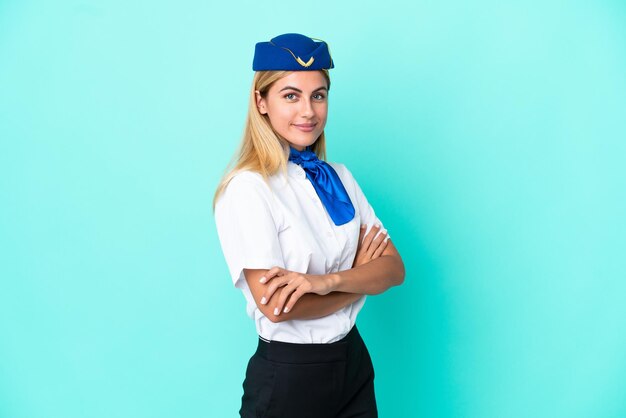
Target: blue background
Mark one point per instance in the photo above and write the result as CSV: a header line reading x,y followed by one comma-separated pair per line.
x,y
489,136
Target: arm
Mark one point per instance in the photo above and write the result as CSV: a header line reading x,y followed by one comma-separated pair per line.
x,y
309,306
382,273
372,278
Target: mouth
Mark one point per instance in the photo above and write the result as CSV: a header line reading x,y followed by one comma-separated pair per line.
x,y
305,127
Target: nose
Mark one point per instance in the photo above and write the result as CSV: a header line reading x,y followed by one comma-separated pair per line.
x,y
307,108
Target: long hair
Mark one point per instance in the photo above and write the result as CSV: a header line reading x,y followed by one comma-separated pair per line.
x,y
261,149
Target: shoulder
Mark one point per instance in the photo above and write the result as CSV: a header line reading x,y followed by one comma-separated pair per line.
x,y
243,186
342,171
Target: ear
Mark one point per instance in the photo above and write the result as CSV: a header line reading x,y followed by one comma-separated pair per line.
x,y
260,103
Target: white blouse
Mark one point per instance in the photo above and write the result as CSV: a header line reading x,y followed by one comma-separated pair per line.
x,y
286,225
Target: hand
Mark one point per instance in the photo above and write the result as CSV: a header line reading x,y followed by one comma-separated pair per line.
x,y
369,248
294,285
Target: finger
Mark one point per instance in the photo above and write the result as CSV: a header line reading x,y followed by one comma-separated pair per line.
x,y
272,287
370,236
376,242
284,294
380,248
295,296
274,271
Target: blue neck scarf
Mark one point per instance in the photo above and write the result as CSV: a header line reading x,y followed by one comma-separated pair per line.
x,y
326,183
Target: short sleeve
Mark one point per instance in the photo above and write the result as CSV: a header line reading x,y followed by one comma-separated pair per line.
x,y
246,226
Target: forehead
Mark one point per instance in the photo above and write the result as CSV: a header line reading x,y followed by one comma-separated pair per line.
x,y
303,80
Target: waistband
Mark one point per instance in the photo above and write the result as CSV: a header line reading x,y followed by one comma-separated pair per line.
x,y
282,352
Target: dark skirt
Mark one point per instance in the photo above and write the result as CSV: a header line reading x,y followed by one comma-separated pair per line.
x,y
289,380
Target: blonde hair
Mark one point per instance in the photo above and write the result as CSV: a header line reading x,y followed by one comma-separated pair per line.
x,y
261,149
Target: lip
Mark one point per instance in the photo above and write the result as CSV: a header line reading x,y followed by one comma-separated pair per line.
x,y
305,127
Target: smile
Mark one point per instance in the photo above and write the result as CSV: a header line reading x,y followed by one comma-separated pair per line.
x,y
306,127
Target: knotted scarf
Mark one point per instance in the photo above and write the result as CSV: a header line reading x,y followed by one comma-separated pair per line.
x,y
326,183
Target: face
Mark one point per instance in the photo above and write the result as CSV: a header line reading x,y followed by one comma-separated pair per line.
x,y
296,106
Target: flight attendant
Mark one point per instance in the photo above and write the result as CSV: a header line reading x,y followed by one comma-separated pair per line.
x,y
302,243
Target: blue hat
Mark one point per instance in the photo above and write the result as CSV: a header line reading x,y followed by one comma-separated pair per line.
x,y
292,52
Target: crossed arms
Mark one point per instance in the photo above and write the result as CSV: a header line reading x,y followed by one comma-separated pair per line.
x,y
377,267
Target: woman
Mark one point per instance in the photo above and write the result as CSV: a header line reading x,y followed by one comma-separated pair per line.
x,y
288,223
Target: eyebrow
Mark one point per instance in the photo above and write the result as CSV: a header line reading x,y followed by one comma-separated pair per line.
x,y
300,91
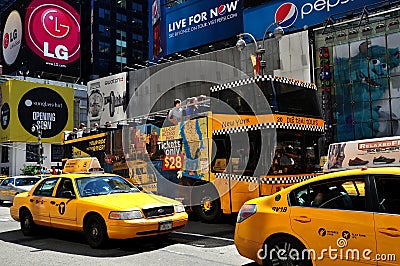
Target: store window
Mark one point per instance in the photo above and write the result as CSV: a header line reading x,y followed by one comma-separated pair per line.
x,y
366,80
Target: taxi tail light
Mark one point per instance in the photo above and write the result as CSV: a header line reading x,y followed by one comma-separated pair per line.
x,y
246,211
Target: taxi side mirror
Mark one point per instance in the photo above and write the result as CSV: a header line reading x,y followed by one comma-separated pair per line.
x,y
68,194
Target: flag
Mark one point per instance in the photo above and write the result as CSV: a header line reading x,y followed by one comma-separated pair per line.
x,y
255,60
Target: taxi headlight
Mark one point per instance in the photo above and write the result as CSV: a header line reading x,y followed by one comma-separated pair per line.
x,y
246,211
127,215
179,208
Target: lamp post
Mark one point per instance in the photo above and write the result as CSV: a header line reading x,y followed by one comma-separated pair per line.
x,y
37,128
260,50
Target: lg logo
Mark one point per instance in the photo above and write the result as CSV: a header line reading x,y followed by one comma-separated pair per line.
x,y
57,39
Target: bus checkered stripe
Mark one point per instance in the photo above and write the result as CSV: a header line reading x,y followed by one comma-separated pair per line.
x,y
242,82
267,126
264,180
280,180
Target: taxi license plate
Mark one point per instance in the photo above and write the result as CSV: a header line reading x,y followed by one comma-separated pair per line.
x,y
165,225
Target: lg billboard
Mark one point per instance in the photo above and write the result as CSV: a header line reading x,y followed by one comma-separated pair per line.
════════════════════
Render the lines of the rows, from the line with "Target: eyebrow" through the last line of the rows, as a Markdown table with the columns n and Line, numbering each line in n. Leave out blank lines and the pictures.

| n | Line |
|---|---|
| 1 | Target: eyebrow |
| 2 | Mark one point per instance in the photo above and write the result as CSV: a header line reading x,y followed by one comma-separated pair per line. |
| 3 | x,y |
| 4 | 300,91 |
| 5 | Target: store window |
| 6 | Mark one point per instance in the photo above and write the result as CSV: a header line reading x,y followed by one comma-separated pair per line. |
| 7 | x,y |
| 8 | 366,80 |
| 9 | Target: taxi tail light |
| 10 | Mark one point per instance in the photo above and write the result as CSV: a header line reading x,y followed by one comma-separated pair per line. |
| 11 | x,y |
| 12 | 246,211 |
| 13 | Target: taxi side mirror |
| 14 | Mark one point per instance in the photo above and write the result as CSV: a header line reading x,y followed by one comma-separated pair per line. |
| 15 | x,y |
| 16 | 68,194 |
| 17 | Target: flag |
| 18 | Mark one point per instance in the photo above and write the result as CSV: a header line reading x,y followed by one comma-separated pair per line. |
| 19 | x,y |
| 20 | 255,60 |
| 21 | Target: taxi headlight |
| 22 | Mark one point per instance in the photo above and write the result as CSV: a header line reading x,y followed by one comma-separated pair per line. |
| 23 | x,y |
| 24 | 246,211 |
| 25 | 127,215 |
| 26 | 179,208 |
| 27 | Target: lamp post |
| 28 | Mark one point per instance in the photo above and write the result as CSV: a header line reading x,y followed by one comma-separated pair per line. |
| 29 | x,y |
| 30 | 37,128 |
| 31 | 260,50 |
| 32 | Target: lg logo |
| 33 | Mark one point per instance in the photo above and write the result as CSV: a header line reading x,y followed by one comma-separated pair per line. |
| 34 | x,y |
| 35 | 57,39 |
| 36 | Target: bus checkered stripe |
| 37 | Mark one point per instance in the photo above and write the result as CSV: a header line reading x,y followed by one comma-separated pair per line. |
| 38 | x,y |
| 39 | 242,82 |
| 40 | 267,126 |
| 41 | 264,180 |
| 42 | 280,180 |
| 43 | Target: taxi license plate |
| 44 | Mark one point per instance in the photo above and write the result as CSV: a header line reading x,y followed by one comma-separated pair per line. |
| 45 | x,y |
| 46 | 165,225 |
| 47 | Target: lg billboard |
| 48 | Mark one point per instance in the photo above and write the result as CSV: a header line reading x,y followed by one comma-separated pair per line. |